Given problem 1: Retype these rows word for word, starting with the line that contains "Please mark every bus headlight" and going on through the line that contains "[[11, 28, 146, 126]]".

BEGIN Reading passage

Photos A Casa Reale facilities

Need to know

Rooms

Just four rooms, each named after a different colour with a unique story to tell and decorated with vintage and period furnishings.

Check–Out

12 noon, but flexible, subject to availability and 24 hours’ notice, guests can leave later. Earliest check-in, 12 noon; just let the hotel know when you'll be arriving so they can make sure someone is waiting to check you in.

Prices

Double rooms from £204.85 (€240), including tax at 2.2 per cent. Please note the hotel charges an additional local city tax of €0.50 per person per night on check-in.

More details

Rates include possibly one of the best breakfast spreads we’ve encountered, honesty-bar spirits and wines, charcuterie and canistrelli biscuits and items in your room’s mini fridge (water, a bottle of wine and local beers).

Also

More than 300 years of history are encapsulated in the Casa, during which it’s brushed up against momentous points of Corsica’s past. The De Battisti family built it in 1700 for a staggering 30,000 lira; in 1748, commander of Louis XV’s French expeditionary force the Marquis de Cursay moved in to build the first printing house on the island, printing Corsica’s first constitution; in 1764, the Count de Marbeuf took residence and became godfather to a burgeoning military star – a certain Napoleon Bonaparte – who stayed overnight here in 1778 before leaving his home island for the first time. In 1794, when the Anglo-Corsican kingdom was established, its viceroy Sir Gilbert Elliot made it a happy home where he and his wife threw military band recitals and dances on the terrace; and in the 19th century it became Hôtel de l'Europe, run by chef François Tellier, where the likes of Gustave Flaubert and Prosper Mérimée dined and the Duke of Orléans attended lavish balls.

END Reading passage
BEGIN Extracted material

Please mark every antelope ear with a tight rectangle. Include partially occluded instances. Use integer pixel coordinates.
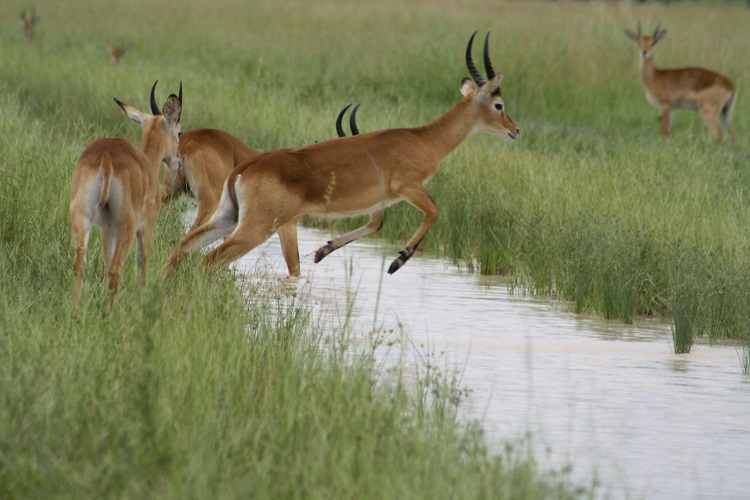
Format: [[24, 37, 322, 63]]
[[461, 78, 477, 96], [161, 94, 182, 125], [115, 97, 151, 128], [479, 73, 503, 97]]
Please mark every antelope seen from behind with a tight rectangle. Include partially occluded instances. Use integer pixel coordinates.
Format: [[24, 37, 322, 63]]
[[625, 23, 737, 140], [21, 10, 42, 42], [70, 83, 182, 309], [165, 32, 519, 276], [107, 43, 133, 65], [162, 128, 260, 229]]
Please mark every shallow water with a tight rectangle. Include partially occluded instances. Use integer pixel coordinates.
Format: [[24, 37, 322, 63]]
[[232, 228, 750, 499]]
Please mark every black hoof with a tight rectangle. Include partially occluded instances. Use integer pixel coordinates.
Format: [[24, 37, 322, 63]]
[[315, 241, 335, 264], [388, 250, 411, 274]]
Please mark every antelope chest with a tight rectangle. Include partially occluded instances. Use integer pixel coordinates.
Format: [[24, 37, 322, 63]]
[[646, 87, 661, 108]]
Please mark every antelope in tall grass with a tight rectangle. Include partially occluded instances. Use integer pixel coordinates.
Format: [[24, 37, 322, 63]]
[[625, 23, 737, 140], [165, 32, 519, 276], [162, 128, 260, 229], [21, 10, 42, 42], [107, 43, 133, 65], [70, 83, 182, 310]]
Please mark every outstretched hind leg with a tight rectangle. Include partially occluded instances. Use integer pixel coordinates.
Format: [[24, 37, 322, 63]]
[[164, 214, 237, 277], [315, 210, 383, 264], [203, 221, 278, 274]]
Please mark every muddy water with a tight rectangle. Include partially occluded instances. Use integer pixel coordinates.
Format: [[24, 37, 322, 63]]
[[232, 229, 750, 499]]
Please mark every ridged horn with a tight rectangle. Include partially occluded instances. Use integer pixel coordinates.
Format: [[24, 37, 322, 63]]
[[336, 104, 351, 137], [349, 104, 359, 135], [484, 32, 495, 80], [466, 31, 487, 87], [151, 80, 161, 116]]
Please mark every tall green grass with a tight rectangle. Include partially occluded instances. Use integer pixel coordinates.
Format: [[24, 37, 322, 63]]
[[0, 0, 604, 498], [0, 0, 750, 498]]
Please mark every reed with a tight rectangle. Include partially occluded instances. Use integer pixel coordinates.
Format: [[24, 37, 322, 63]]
[[0, 0, 750, 498]]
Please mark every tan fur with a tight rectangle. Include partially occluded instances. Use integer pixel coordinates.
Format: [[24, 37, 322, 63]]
[[163, 128, 260, 229], [625, 26, 737, 140], [107, 43, 133, 64], [70, 84, 182, 309], [165, 37, 518, 276], [21, 11, 41, 42]]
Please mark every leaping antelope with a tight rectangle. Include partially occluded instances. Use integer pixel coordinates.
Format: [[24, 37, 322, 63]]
[[70, 83, 182, 309], [162, 128, 260, 229], [165, 32, 519, 276], [625, 23, 737, 140], [107, 43, 133, 64], [162, 104, 359, 230], [21, 10, 42, 41]]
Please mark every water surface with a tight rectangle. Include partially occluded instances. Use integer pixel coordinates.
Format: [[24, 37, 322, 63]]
[[232, 228, 750, 499]]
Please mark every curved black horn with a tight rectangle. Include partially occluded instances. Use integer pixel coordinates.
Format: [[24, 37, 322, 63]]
[[484, 32, 495, 80], [336, 104, 351, 137], [349, 104, 359, 135], [466, 31, 487, 87], [151, 80, 161, 116]]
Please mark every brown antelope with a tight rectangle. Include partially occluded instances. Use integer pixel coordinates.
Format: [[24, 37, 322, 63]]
[[625, 23, 737, 140], [162, 128, 260, 229], [107, 43, 133, 64], [165, 32, 519, 276], [336, 104, 359, 137], [21, 10, 42, 41], [162, 104, 359, 230], [70, 83, 182, 309]]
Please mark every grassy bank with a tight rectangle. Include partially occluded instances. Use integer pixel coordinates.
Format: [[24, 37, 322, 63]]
[[0, 0, 750, 498], [0, 1, 600, 498]]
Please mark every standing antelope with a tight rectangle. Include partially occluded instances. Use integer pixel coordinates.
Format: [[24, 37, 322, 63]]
[[162, 128, 260, 229], [21, 10, 42, 41], [70, 83, 182, 309], [107, 43, 133, 65], [625, 23, 737, 140], [165, 32, 519, 276]]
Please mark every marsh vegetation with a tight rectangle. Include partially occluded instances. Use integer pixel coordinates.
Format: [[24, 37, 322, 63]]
[[0, 0, 750, 498]]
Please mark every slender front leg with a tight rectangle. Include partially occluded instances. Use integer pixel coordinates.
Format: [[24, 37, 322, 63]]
[[279, 217, 299, 276], [661, 106, 672, 141], [388, 186, 437, 274], [315, 210, 383, 264], [164, 215, 237, 277]]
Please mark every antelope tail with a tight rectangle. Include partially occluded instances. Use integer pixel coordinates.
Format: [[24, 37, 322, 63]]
[[99, 153, 112, 206], [719, 90, 737, 124]]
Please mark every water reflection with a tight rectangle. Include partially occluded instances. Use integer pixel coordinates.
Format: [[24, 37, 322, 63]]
[[232, 229, 750, 499]]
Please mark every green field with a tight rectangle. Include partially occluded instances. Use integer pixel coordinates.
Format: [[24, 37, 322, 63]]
[[0, 0, 750, 498]]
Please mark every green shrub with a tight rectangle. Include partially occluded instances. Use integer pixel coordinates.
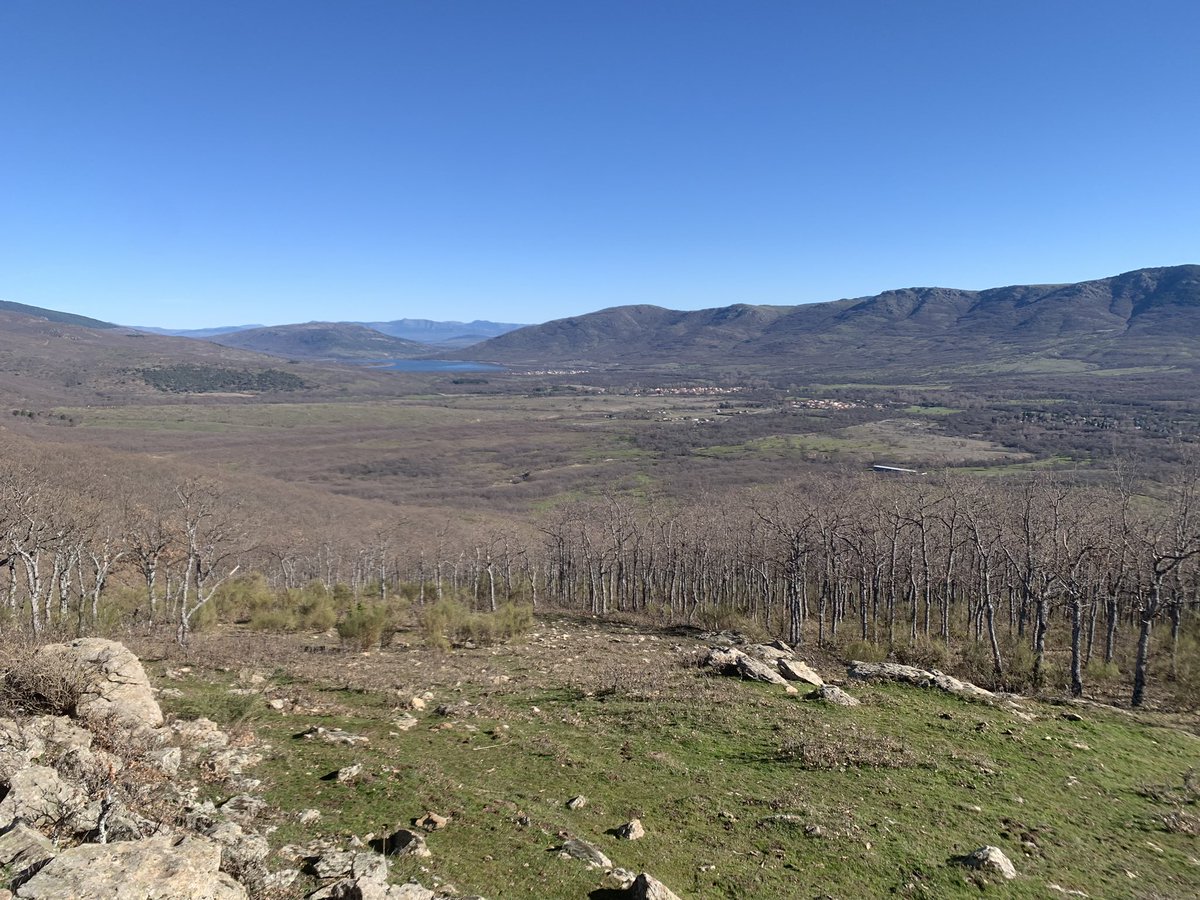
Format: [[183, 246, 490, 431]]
[[420, 599, 533, 650], [250, 608, 296, 631], [337, 604, 388, 650], [296, 596, 337, 631], [841, 641, 888, 662], [893, 635, 954, 672]]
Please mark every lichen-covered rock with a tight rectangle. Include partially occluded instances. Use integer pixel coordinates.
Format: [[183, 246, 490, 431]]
[[704, 647, 786, 684], [38, 637, 162, 728], [805, 684, 862, 707], [629, 872, 679, 900], [934, 672, 996, 701], [17, 836, 247, 900], [613, 818, 646, 841], [0, 766, 100, 834], [962, 845, 1016, 880], [775, 659, 824, 688], [383, 828, 432, 858], [559, 839, 612, 869], [745, 643, 794, 665], [0, 822, 56, 881], [850, 660, 934, 688]]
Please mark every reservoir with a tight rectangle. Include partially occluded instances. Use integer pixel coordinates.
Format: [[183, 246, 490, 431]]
[[366, 359, 504, 372]]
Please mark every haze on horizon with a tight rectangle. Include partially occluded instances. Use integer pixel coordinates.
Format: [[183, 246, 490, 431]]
[[0, 0, 1200, 328]]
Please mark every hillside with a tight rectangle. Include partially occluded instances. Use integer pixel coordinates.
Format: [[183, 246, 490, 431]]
[[0, 304, 427, 410], [456, 265, 1200, 373], [354, 319, 524, 347], [0, 300, 120, 329], [209, 322, 430, 360]]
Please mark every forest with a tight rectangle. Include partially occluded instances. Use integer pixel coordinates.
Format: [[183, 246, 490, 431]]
[[0, 429, 1200, 706]]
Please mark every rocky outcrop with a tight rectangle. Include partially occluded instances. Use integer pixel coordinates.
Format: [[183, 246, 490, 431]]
[[775, 659, 824, 688], [704, 647, 786, 684], [17, 836, 248, 900], [0, 766, 100, 834], [848, 660, 997, 702], [702, 641, 824, 694], [38, 637, 162, 728], [613, 818, 646, 841], [805, 684, 862, 707], [558, 839, 612, 869], [962, 845, 1016, 881], [629, 872, 679, 900]]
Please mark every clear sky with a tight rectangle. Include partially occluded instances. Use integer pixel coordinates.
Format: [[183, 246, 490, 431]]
[[0, 0, 1200, 328]]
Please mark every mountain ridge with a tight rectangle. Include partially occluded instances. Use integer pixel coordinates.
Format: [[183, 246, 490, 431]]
[[450, 265, 1200, 371], [208, 322, 431, 360]]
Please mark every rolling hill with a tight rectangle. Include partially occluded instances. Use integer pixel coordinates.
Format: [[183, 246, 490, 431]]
[[209, 322, 430, 361], [450, 265, 1200, 374], [354, 319, 524, 347]]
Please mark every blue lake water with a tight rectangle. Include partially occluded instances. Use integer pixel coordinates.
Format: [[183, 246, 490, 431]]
[[367, 359, 504, 372]]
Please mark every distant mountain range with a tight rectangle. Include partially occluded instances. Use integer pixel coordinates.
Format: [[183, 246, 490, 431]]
[[0, 265, 1200, 388], [355, 319, 524, 347], [448, 265, 1200, 376], [193, 322, 431, 360], [138, 316, 524, 358]]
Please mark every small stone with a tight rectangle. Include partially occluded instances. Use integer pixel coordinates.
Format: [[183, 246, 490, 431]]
[[559, 839, 612, 869], [616, 818, 646, 841], [334, 762, 362, 784], [383, 828, 433, 859], [804, 684, 862, 707], [296, 809, 320, 826], [413, 811, 450, 832], [142, 746, 184, 775], [629, 872, 679, 900], [962, 845, 1016, 880]]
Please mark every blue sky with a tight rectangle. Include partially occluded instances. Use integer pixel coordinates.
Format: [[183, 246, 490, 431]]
[[0, 0, 1200, 328]]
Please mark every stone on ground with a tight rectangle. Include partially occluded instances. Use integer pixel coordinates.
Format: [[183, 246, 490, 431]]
[[962, 845, 1016, 878], [616, 818, 646, 841], [629, 872, 679, 900], [17, 836, 247, 900], [775, 659, 824, 688], [559, 838, 612, 869], [805, 684, 862, 707], [38, 637, 163, 728]]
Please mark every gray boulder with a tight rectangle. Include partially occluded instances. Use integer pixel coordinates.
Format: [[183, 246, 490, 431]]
[[17, 836, 247, 900], [558, 838, 612, 869], [775, 659, 824, 688], [704, 647, 787, 684], [962, 845, 1016, 880], [383, 828, 432, 858], [0, 766, 100, 833], [0, 822, 56, 881], [37, 637, 162, 728], [850, 660, 934, 688], [629, 872, 679, 900], [805, 684, 862, 707], [613, 818, 646, 841]]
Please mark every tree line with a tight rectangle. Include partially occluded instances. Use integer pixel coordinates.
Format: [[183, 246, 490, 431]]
[[0, 444, 1200, 706]]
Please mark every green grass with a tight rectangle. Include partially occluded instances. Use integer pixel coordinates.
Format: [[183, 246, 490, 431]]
[[154, 633, 1200, 898], [900, 407, 962, 416]]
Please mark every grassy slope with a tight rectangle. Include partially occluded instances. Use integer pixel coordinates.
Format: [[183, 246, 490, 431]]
[[154, 622, 1200, 898]]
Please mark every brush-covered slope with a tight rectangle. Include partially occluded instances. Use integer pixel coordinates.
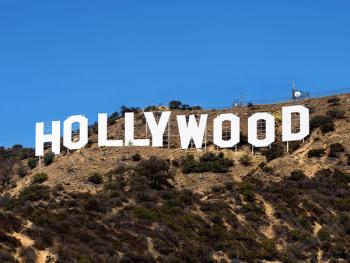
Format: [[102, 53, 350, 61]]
[[0, 95, 350, 262]]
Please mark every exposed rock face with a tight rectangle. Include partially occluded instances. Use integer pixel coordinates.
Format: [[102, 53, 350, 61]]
[[0, 95, 350, 262]]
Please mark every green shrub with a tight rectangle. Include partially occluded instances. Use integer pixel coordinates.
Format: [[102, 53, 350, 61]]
[[32, 173, 48, 184], [133, 207, 157, 221], [137, 155, 175, 189], [182, 152, 234, 173], [310, 115, 334, 133], [288, 169, 306, 181], [239, 154, 252, 166], [44, 152, 55, 166], [27, 158, 38, 169], [88, 173, 103, 184], [265, 144, 284, 161], [19, 184, 50, 201], [307, 148, 325, 158], [17, 164, 27, 178], [328, 142, 345, 158], [131, 153, 141, 162], [317, 229, 331, 241]]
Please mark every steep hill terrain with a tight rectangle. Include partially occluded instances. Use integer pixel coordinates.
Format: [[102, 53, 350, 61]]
[[0, 94, 350, 262]]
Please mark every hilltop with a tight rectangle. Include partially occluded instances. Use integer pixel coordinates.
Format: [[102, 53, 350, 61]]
[[0, 94, 350, 262]]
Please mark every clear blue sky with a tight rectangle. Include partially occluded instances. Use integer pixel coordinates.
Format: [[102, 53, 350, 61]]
[[0, 0, 350, 146]]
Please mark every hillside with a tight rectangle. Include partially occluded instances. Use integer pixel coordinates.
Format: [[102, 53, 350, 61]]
[[0, 94, 350, 263]]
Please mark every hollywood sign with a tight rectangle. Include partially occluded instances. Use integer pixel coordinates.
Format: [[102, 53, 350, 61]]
[[35, 105, 309, 156]]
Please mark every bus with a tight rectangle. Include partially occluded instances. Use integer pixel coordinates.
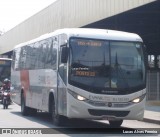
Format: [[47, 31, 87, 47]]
[[0, 58, 11, 87], [11, 28, 146, 127]]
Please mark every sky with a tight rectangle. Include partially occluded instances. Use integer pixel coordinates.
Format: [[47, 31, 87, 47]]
[[0, 0, 56, 32]]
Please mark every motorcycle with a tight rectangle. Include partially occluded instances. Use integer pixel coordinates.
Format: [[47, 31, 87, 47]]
[[2, 90, 11, 109]]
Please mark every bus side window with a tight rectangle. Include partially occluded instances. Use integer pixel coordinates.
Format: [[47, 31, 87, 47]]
[[11, 50, 16, 70]]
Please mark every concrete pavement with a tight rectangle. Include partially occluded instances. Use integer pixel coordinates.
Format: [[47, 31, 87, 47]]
[[143, 101, 160, 125]]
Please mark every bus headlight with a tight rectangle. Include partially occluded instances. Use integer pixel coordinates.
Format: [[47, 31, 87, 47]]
[[77, 95, 86, 101], [68, 90, 87, 101], [132, 94, 146, 103], [132, 98, 140, 103]]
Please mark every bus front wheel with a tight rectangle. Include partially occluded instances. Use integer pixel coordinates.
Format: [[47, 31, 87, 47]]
[[109, 120, 123, 127], [21, 93, 29, 116], [52, 101, 64, 126]]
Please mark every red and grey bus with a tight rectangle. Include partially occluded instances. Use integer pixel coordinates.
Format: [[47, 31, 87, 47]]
[[11, 28, 146, 126]]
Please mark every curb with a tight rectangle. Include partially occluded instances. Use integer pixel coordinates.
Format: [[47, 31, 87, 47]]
[[142, 118, 160, 125]]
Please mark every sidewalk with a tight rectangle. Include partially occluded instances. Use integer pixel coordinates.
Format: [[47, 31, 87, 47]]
[[143, 101, 160, 125]]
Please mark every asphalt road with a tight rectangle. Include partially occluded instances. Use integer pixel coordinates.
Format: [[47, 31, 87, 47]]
[[0, 104, 160, 137]]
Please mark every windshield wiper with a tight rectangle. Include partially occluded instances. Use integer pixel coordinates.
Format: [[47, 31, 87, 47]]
[[114, 53, 130, 91]]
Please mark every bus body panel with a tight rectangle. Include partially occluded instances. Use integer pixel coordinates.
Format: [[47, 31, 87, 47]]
[[11, 29, 146, 120]]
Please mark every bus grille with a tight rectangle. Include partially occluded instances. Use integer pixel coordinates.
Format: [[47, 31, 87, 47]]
[[88, 109, 130, 117], [86, 100, 133, 108]]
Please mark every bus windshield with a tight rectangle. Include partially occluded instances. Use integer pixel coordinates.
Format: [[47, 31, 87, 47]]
[[69, 38, 145, 94], [0, 59, 11, 86]]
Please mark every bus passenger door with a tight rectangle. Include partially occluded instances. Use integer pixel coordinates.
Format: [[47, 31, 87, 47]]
[[57, 35, 67, 115]]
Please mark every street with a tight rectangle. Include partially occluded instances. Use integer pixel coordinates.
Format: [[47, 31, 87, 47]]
[[0, 104, 160, 135]]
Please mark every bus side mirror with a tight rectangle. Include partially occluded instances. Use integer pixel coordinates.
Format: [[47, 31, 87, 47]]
[[61, 46, 68, 63]]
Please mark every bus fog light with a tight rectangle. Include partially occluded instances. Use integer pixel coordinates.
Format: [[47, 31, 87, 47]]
[[77, 95, 86, 101], [132, 98, 140, 103]]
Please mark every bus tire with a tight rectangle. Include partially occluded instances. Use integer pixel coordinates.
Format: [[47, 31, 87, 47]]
[[21, 93, 29, 116], [109, 120, 123, 128], [51, 100, 64, 126]]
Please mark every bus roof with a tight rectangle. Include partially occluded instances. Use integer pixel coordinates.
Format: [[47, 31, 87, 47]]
[[15, 28, 143, 48], [0, 58, 12, 60]]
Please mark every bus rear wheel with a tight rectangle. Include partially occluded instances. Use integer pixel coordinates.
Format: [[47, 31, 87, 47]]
[[109, 120, 123, 128], [51, 101, 64, 126], [21, 93, 29, 116]]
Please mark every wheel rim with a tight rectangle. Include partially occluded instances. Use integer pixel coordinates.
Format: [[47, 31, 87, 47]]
[[21, 97, 24, 112]]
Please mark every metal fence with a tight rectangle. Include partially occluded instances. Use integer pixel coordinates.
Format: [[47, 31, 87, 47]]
[[147, 71, 160, 101]]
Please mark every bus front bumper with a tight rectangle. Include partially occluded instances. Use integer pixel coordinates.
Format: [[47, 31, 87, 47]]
[[67, 94, 146, 120]]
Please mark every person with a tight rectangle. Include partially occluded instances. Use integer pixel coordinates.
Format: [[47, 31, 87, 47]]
[[2, 78, 11, 90]]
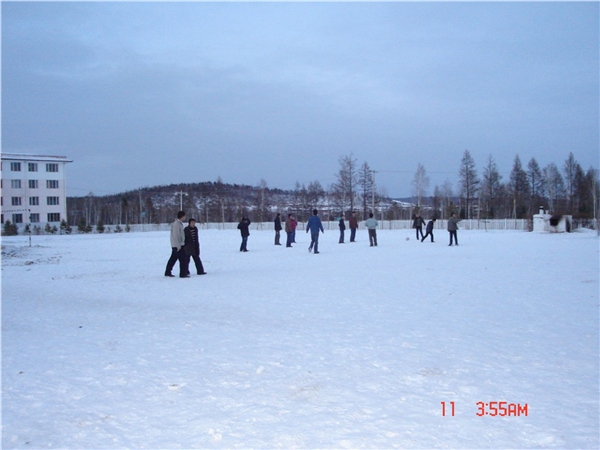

END Extracted material

Given problem 2: In the hotel description, turn the paragraph that begins "More than 300 years of history" into a short dated list that keeps its main facts.

Task answer 1:
Please mark every bus headlight with a tight rectangle. Include partially occluded instances. Use integer pixel coordinates.
Format: [[47, 31, 87, 47]]
[[77, 95, 86, 101], [68, 90, 87, 101], [132, 94, 146, 103], [132, 98, 140, 103]]
Please mark every bus front wheel with a tight rectangle. Include partially occluded instances. Use integer pixel coordinates.
Format: [[47, 31, 87, 47]]
[[109, 120, 123, 127], [21, 93, 29, 116], [52, 101, 64, 126]]
Please mark every red and grey bus with a tight rectangle. Include partially occluded instances. Use integer pixel coordinates.
Format: [[47, 31, 87, 47]]
[[11, 28, 146, 126]]

Task answer 2:
- Overall: the house holds more than 300 years of history tied to key moments in Corsica's past.
- 1700: The De Battisti family built it for 30,000 lira.
- 1748: The Marquis de Cursay, commander of Louis XV's French expeditionary force, moved in and set up the island's first printing house, which printed Corsica's first constitution.
- 1764: The Count de Marbeuf lived there and became godfather to Napoleon Bonaparte.
- 1778: Napoleon Bonaparte stayed overnight there before leaving his home island for the first time.
- 1794: Sir Gilbert Elliot, viceroy of the new Anglo-Corsican kingdom, made it his home. He and his wife held military band recitals and dances on the terrace.
- 19th century: As Hôtel de l'Europe, run by chef François Tellier, it had diners such as Gustave Flaubert and Prosper Mérimée, and the Duke of Orléans attended lavish balls there.